### TASK TO COMPLETE
Transcribe the entries below exactly.

★ ★ ★ ★

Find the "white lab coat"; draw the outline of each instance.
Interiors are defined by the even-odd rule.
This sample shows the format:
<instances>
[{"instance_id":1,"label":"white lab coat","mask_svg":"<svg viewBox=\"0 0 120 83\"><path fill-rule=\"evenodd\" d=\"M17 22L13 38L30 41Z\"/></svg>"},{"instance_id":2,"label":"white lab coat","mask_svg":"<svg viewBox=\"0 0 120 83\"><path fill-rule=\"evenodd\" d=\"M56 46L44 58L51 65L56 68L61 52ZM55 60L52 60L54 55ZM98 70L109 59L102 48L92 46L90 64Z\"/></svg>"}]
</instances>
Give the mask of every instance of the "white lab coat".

★ ★ ★ ★

### WRITTEN ANSWER
Find the "white lab coat"; draw the outline of each instance.
Interiors are defined by the even-odd rule.
This sample shows the format:
<instances>
[{"instance_id":1,"label":"white lab coat","mask_svg":"<svg viewBox=\"0 0 120 83\"><path fill-rule=\"evenodd\" d=\"M17 22L13 38L30 41Z\"/></svg>"},{"instance_id":2,"label":"white lab coat","mask_svg":"<svg viewBox=\"0 0 120 83\"><path fill-rule=\"evenodd\" d=\"M56 46L44 58L51 65L56 68L61 52ZM55 60L52 60L54 55ZM98 70L109 59L102 48L92 46L90 64Z\"/></svg>"}]
</instances>
Give the mask of every instance of the "white lab coat".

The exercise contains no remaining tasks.